TEXT UNDER STUDY Block Start
Friday, June 26, 2009

GOOOD MORNING TO YOU

...GOOD MORNING TO YOU, WE'RE ALL IN OUR PLACES WITH SUNSHINEY FACES!

Oh, like you didn't watch it too.

So yesterday I wake up at noon after staying up until roughly 3 AM. Oh the summer habits. And, then last night, again at 3 or 4 AM when I decide to crash, I'm laying in bed trying to go to sleep whilst thinking of all the other things I could be doing. (Stretching, playing music, messing with my hair, scooting around on my floor, plucking my eyebrows.)

This happens all the time, and I'm always half tempted to get up and do them, or at least write a list so I can get it out of my head. But then I convince myself to stay in bed and SLEEP for goodness sake, and I usually drift off into another dream about T-rexs in a swimming pool who resemble my friends. (Misplaced modifier: do my friends look like the pool or the dino? Language Arts has ruined me.) But not last night.

Last night I look at the clock and decide "Who needs 5 hours of sleep anyways?" and I get up and proceed to sign onto AIM, informing my friend I will be attempting and all nighter that will more than likely only last 2 hours. How wrong I was. I made it through with flying colors (Yay to whiling away the hours reading by reading political and science news articles!) and I feel AWESOME.
TEXT UNDER STUDY Block End
GIVEN RECORDS Block Start
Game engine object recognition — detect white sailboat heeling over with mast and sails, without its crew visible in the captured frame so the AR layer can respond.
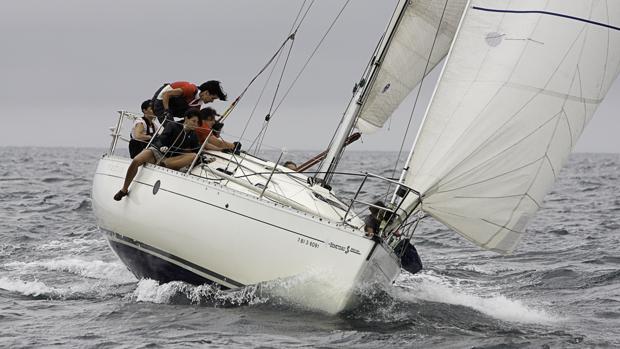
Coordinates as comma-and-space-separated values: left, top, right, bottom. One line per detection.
92, 0, 620, 313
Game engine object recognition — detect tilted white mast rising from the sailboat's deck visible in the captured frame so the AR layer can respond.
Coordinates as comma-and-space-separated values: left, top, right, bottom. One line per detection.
315, 0, 410, 186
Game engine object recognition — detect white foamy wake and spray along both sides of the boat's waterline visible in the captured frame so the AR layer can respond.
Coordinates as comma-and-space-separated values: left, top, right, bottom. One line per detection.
0, 253, 564, 324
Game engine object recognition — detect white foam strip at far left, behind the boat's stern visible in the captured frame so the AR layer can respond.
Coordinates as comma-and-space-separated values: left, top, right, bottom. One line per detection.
4, 258, 136, 283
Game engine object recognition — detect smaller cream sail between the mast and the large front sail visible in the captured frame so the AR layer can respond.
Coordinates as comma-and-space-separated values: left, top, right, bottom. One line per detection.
357, 0, 467, 132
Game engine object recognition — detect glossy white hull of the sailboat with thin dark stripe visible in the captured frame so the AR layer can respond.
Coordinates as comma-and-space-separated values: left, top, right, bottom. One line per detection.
92, 156, 400, 313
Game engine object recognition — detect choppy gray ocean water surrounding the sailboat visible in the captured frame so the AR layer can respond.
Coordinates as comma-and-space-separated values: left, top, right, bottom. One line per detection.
0, 148, 620, 348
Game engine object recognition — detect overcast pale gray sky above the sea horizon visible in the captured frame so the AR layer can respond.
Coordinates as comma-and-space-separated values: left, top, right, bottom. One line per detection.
0, 0, 620, 152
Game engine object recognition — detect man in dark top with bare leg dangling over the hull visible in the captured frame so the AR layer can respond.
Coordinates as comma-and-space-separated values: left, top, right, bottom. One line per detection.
114, 109, 200, 201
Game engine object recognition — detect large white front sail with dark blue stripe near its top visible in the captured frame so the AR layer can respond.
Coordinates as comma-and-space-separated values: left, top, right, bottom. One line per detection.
406, 0, 620, 252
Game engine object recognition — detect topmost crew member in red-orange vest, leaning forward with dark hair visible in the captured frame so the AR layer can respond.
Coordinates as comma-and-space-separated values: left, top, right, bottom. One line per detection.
153, 80, 226, 122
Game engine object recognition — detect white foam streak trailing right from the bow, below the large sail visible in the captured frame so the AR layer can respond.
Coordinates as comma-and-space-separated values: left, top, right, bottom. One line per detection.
395, 272, 561, 323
GIVEN RECORDS Block End
**WORK REQUEST 1**. Shorten the paragraph in the all-nighter blog post that begins "Last night I look at the clock" while keeping its main facts.
**WORK REQUEST 2**. Write the next few sentences of the all-nighter blog post, picking up after its final line.

**FINAL ANSWER 1**. Last night I checked the clock, decided I didn't need five hours of sleep, and got up. I signed onto AIM and told my friend I'd try an all-nighter that would probably last only two hours. I was wrong: I made it through the whole night by reading political and science news articles, and I feel awesome.

**FINAL ANSWER 2**.
Not solely in the "Go you, Becca, for accomplishing what 72% of all teenagers do every other night" sense, but actually physically awesome. Funny too, since I didn't even do any of the things I was thinking about that compelled me to get up in the first place. (Kay, I plucked my eyebrows.) I sat on the computer sharing a hilarious conversation with my fellow All-Nighter (notice the capitalization and how it turns an action into a noun. Fancy, right?) and, as stated earlier, reading many an article.

We've come to the conclusion that a Japanese diver will discover Atlantis and the Bermuda Triangle is the third pole, and Santa lives there, which is why he "doesn't exist", by the way.

So, after about 5 hours on my computer, I'm expecting my eyes will be really tired and I'll want to zonk out. Surprisingly I rise, stretch very fullfillingly like a kitty-cat, and feel fine. Before that I had glanced out my window to find it was light out. Which, let me tell you, is really perception boggling, since there was no sleep-break-up-of-days.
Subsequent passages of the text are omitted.